# [EXTRAIT SOURCE]
§ §
DOM JUAN : TIRADE DE LA CONQUÊTE

Pièce écrite en prose assez rapidement, en 1665, alors que le Tartuffe a été interdit. Plusieurs sources probables depuis la première version espagnole de Tirso de Molina. Adaptations en Italie et en France. Gros succès pour Molière, qui a soigné les décors et accessoires, mais Dom Juan vite retiré(e) de l’affiche en raison de son impiété supposée. Ne sera jouée, dans sa vraie version, qu’au XXème. 5 actes, sans unité de lieu ni d’action ni de tonalité. Dans la scène d’expo Sganarelle nous a présenté sa vision de Don Juan, dans la scène 2 nous le découvrons tel qu’il se présente lui-même, en particulier dans cette scène célèbre, dite de la conquête où il répond, de manière oratoire, à une simple remarque négative de Sganarelle sur le mal qu’il y a à aimer de tous côtés comme il le fait. Quelle impression nous laisse cette tirade paradoxale et exaltée ?
Plan :

I) Tirade de la conquête

A) Effectivement, Dom Juan s’assimile à de grands conquérants

Vers la fin de sa tirade, il se compare à « Alexandre », et aux « conquérants » et à leur idéal de conquête. Le mot de la fin est d’ailleurs cette expression, qui associe l’amour et la guerre : « mes conquêtes amoureuses ». Un peu plus haut il précisait : « j’ai sur ce sujet l’ambition des conquérants » La tirade mérite donc bien son nom.
§ §
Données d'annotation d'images
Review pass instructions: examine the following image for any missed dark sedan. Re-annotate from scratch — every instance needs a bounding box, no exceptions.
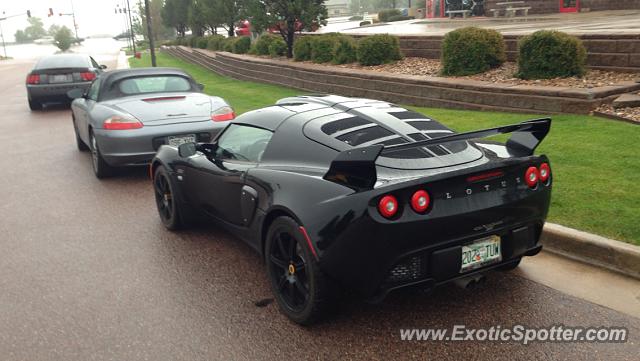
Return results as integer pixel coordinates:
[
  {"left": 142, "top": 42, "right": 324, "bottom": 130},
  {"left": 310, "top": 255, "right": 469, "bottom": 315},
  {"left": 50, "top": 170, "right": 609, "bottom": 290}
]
[{"left": 26, "top": 54, "right": 107, "bottom": 110}]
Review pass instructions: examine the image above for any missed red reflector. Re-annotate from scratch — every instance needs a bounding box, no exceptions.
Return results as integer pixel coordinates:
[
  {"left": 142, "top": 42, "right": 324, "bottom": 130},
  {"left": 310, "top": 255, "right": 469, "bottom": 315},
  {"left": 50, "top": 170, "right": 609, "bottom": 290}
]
[
  {"left": 378, "top": 195, "right": 398, "bottom": 218},
  {"left": 80, "top": 71, "right": 96, "bottom": 81},
  {"left": 27, "top": 74, "right": 40, "bottom": 84},
  {"left": 467, "top": 170, "right": 504, "bottom": 183},
  {"left": 411, "top": 189, "right": 431, "bottom": 213},
  {"left": 142, "top": 96, "right": 186, "bottom": 102},
  {"left": 211, "top": 112, "right": 236, "bottom": 122},
  {"left": 524, "top": 167, "right": 540, "bottom": 188},
  {"left": 538, "top": 163, "right": 551, "bottom": 182}
]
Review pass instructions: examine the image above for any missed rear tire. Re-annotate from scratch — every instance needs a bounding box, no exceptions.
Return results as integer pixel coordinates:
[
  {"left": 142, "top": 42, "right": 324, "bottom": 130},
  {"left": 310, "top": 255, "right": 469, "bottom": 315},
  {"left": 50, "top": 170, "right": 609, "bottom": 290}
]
[
  {"left": 153, "top": 166, "right": 184, "bottom": 231},
  {"left": 265, "top": 217, "right": 337, "bottom": 325},
  {"left": 89, "top": 132, "right": 113, "bottom": 179},
  {"left": 29, "top": 99, "right": 42, "bottom": 111}
]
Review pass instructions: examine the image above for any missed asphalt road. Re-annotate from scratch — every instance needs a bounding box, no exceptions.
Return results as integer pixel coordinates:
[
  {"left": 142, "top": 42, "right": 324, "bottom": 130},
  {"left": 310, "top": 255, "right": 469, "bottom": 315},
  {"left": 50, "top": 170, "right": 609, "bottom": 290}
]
[{"left": 0, "top": 43, "right": 640, "bottom": 361}]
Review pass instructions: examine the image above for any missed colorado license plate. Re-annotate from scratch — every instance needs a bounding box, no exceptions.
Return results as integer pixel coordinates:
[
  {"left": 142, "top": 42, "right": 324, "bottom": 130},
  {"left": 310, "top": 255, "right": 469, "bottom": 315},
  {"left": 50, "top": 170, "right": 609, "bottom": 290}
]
[
  {"left": 460, "top": 236, "right": 502, "bottom": 272},
  {"left": 167, "top": 134, "right": 196, "bottom": 147}
]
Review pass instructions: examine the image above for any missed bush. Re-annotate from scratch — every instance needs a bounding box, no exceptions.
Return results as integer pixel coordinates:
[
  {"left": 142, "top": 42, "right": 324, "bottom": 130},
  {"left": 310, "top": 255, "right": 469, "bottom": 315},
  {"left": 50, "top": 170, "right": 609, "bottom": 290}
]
[
  {"left": 378, "top": 9, "right": 402, "bottom": 23},
  {"left": 357, "top": 34, "right": 402, "bottom": 65},
  {"left": 231, "top": 36, "right": 251, "bottom": 54},
  {"left": 253, "top": 34, "right": 278, "bottom": 55},
  {"left": 311, "top": 34, "right": 337, "bottom": 63},
  {"left": 387, "top": 15, "right": 415, "bottom": 22},
  {"left": 269, "top": 38, "right": 287, "bottom": 58},
  {"left": 442, "top": 27, "right": 506, "bottom": 75},
  {"left": 207, "top": 34, "right": 225, "bottom": 51},
  {"left": 331, "top": 35, "right": 358, "bottom": 64},
  {"left": 516, "top": 30, "right": 587, "bottom": 79},
  {"left": 196, "top": 37, "right": 209, "bottom": 49},
  {"left": 293, "top": 36, "right": 313, "bottom": 61}
]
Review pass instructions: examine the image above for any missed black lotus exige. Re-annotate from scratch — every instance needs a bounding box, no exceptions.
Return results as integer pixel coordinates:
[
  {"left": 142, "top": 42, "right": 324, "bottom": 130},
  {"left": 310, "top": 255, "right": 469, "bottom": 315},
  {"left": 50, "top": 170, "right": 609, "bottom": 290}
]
[{"left": 151, "top": 95, "right": 551, "bottom": 324}]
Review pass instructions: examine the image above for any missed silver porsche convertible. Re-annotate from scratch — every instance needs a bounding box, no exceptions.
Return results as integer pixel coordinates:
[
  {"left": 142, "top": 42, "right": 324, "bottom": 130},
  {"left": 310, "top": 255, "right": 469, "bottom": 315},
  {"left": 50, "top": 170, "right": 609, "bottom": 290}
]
[{"left": 67, "top": 68, "right": 235, "bottom": 178}]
§ §
# [CONSIGNES]
(A) Selon le commentaire sur Dom Juan, à qui le personnage se compare-t-il vers la fin de sa tirade ?
(B) Recopiez à l'identique les enregistrements, depuis la ligne contenant "any missed silver" jusqu'à la fin de ceux-ci, cette première ligne comprise.

# [EXERCICE CORRIGÉ]
(A) À Alexandre et aux conquérants.

(B)
Review pass instructions: examine the image above for any missed silver porsche convertible. Re-annotate from scratch — every instance needs a bounding box, no exceptions.
Return results as integer pixel coordinates:
[
  {"left": 142, "top": 42, "right": 324, "bottom": 130},
  {"left": 310, "top": 255, "right": 469, "bottom": 315},
  {"left": 50, "top": 170, "right": 609, "bottom": 290}
]
[{"left": 67, "top": 68, "right": 235, "bottom": 178}]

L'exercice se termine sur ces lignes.